▸ **WHAT YOU WILL DO**
Please reproduce the material starting at its first line and ending at the line containing "[0,0,450,61]", swapping "Object of interest" for "Target" and changing nothing else.

Records from a data source
■ ■ ■ ■
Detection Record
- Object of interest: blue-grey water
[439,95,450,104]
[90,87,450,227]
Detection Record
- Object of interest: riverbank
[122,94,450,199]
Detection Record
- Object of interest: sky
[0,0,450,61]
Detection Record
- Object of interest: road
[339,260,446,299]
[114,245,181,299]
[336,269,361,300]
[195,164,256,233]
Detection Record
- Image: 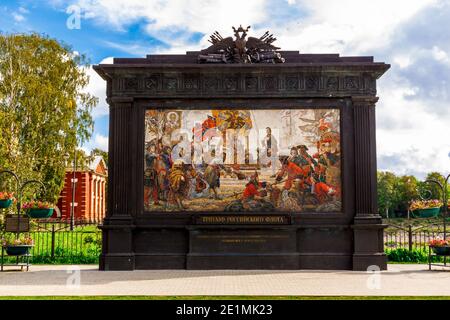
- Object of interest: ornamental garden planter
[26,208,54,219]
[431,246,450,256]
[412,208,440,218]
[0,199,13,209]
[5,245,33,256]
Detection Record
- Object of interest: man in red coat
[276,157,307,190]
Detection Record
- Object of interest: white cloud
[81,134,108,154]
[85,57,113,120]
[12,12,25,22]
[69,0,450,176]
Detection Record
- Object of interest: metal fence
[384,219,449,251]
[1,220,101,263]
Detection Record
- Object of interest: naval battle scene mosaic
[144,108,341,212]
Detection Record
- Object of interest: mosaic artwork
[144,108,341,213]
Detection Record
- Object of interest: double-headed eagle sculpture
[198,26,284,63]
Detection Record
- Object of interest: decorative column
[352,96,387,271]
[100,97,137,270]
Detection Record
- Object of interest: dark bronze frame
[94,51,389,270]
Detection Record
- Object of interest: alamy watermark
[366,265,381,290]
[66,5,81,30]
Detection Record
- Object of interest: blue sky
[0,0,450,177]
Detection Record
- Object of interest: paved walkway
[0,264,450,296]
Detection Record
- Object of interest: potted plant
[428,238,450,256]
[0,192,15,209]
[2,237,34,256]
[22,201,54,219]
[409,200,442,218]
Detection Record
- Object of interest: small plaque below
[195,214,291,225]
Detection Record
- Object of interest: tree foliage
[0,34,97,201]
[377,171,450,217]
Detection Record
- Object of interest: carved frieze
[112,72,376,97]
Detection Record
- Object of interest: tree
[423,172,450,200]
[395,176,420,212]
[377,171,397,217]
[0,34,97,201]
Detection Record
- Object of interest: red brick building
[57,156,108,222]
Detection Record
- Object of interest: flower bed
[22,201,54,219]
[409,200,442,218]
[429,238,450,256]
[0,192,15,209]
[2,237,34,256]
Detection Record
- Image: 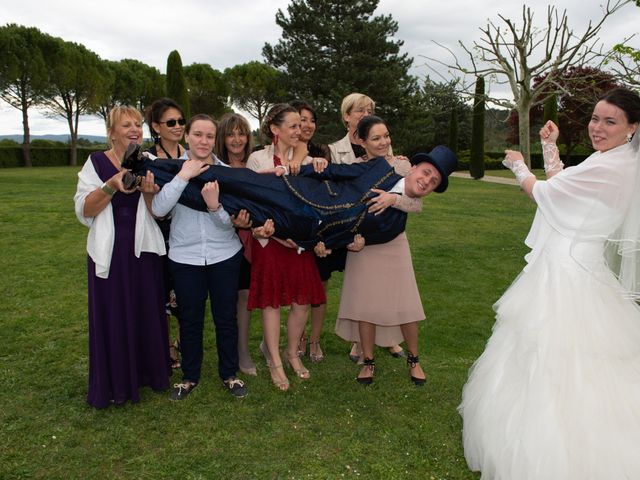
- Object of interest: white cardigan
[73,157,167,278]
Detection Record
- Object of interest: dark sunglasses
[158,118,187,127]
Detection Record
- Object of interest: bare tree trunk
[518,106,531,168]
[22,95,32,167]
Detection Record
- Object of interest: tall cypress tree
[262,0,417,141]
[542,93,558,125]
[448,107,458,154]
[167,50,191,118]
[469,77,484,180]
■ ■ ■ ■
▸ **ANSWER TO THE EXERCISE**
Detection Record
- Target: blue-grey water
[439,95,450,104]
[90,87,450,227]
Detection Record
- Target: riverbank
[122,94,450,199]
Detection Record
- Target: sky
[0,0,450,61]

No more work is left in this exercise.